Coordinate annotation records

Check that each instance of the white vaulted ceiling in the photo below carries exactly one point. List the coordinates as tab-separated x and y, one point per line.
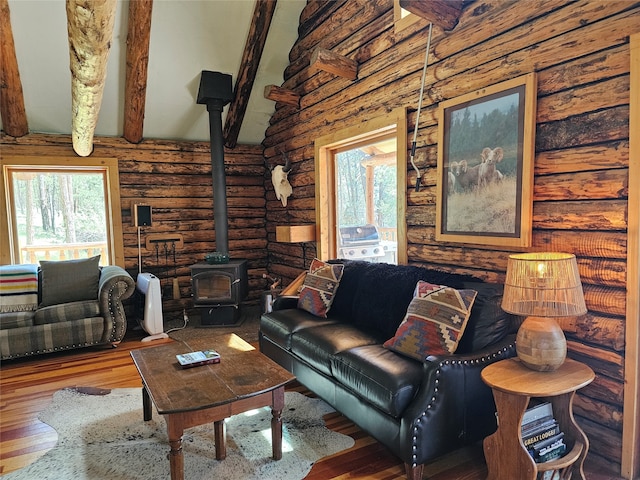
187	36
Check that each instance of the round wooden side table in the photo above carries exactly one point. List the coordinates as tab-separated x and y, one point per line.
513	386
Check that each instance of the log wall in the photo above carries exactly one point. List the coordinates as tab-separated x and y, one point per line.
580	51
175	179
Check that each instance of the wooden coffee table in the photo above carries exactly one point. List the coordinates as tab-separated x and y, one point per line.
243	380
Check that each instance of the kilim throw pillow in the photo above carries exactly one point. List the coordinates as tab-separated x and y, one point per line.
434	323
319	287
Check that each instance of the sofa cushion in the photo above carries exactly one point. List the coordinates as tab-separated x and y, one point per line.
16	319
67	312
379	376
319	287
488	323
280	325
69	280
434	322
318	345
376	295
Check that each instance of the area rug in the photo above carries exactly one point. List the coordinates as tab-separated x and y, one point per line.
105	437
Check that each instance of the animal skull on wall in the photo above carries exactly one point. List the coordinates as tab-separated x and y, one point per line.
280	180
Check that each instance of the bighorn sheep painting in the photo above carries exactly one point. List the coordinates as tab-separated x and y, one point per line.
485	165
280	180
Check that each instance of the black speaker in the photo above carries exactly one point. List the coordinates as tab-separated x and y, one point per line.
142	215
215	86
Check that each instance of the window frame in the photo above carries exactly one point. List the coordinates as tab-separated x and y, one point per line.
363	132
109	166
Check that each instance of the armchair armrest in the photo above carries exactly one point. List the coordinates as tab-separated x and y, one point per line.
115	286
453	405
284	302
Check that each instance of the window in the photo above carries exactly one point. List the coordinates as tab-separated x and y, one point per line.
60	209
361	191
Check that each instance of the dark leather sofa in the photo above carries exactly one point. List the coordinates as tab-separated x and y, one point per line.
419	410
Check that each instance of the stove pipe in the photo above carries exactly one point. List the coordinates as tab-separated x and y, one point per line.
216	91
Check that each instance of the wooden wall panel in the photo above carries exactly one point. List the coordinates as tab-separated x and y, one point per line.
580	52
175	179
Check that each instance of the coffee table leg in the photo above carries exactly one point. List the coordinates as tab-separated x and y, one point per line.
276	422
176	458
147	412
220	433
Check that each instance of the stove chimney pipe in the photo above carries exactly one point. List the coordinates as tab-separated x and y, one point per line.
216	91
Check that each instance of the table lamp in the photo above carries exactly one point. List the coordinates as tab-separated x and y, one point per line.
542	286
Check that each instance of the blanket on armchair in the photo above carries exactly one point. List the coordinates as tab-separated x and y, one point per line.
18	288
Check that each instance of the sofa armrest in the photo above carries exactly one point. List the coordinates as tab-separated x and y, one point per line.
115	286
453	405
284	302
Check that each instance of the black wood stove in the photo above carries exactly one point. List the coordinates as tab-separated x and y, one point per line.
218	290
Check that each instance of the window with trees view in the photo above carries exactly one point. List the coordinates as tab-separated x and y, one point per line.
361	188
61	212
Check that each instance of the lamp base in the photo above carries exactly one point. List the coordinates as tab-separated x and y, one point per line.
540	344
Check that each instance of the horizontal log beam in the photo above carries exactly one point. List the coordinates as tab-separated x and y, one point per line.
327	61
444	13
283	95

- **Task to complete**
Copy the lines above, from the line containing "Check that each instance of the horizontal" through the end of the records, inclusive. Keep every line, and raise each x and y coordinate by 87.

- **Expected answer**
Check that each instance of the horizontal log beam in the photo above carries exactly one point. List the coordinates as tab-separated x and y, one point per line.
414	148
531	100
370	182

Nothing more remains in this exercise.